PROMPT: Please continue the article below on SLA resin for 3D printing, starting after its last sentence.

SLA Resin: What is the Best Resin for SLA 3D Printing?

Madeline Hogan
Latest posts by Madeline Hogan (see all)

Short for Stereolithography Apparatus, SLA 3D printing is a vat photopolymerization 3D printing process that fabricates a structure layer by layer. It’s become a popular 3D printing method for manufacturers and engineers due to its ability to create high-resolution, high-quality products.

However, much of the success of SLA 3D printing can depend on what SLA resin you’re using. With so many options available, it can be difficult to determine what type is right for a given product.

This article will review the different types of SLA resins, their benefits, and tips on selecting the right SLA resin for your project.

SLA 3D Printing: An Overview

Stereolithography (SLA) is an additive manufacturing technology that produces objects by selectively curing photopolymer liquid resin through light-activated polymerization. The build platform is lowered into or raised out of a vat of liquid photopolymer resin during the process.

PROVIDED MATERIAL:
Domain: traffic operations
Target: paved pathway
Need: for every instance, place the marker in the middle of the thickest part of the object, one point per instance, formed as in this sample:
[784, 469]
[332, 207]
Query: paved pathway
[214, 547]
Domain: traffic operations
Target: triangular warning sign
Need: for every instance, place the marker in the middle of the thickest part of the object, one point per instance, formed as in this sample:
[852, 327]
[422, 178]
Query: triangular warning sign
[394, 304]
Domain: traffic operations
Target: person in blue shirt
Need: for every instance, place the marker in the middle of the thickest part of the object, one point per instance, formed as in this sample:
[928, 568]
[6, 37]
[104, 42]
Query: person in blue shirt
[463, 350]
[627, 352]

--

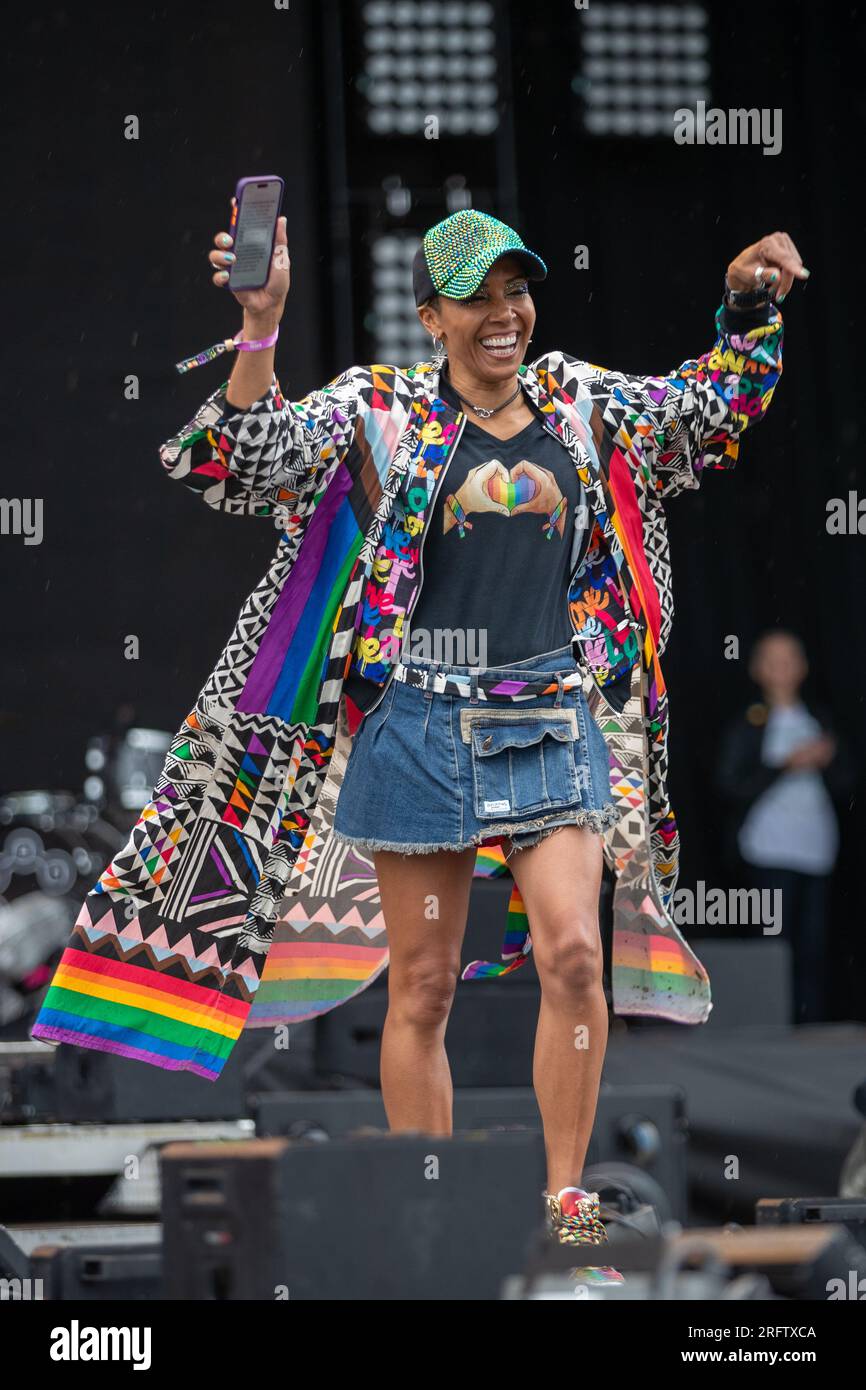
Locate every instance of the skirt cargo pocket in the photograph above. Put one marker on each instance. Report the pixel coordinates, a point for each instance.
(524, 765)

REPLY TO THE TASK:
This resin 3D printing process starts with a thin layer of liquid polymer being spread over the build platform. The laser then traces each cross-section of an object onto the surface of the liquid resin, curing it and binding it to the previous layer. The process is repeated from the bottom up until the entire product is built.

SLA 3D printing has come a long way since its inception. The first generation of SLA 3D printing presented challenges including using a single projection point, a slow printing process, and uneven build quality. New resin technologies like Digital Light Processing and Masked Stereolithography have been introduced to address these issues.

Digital Light Processing (DLP)


Digital Light Processing is the second generation of resin 3D printing that uses shorter wavelength light to cure resin materials. This technology works with a liquid resin and a projector or an LCD screen to display the images of each layer which then cures when exposed to ultraviolet light.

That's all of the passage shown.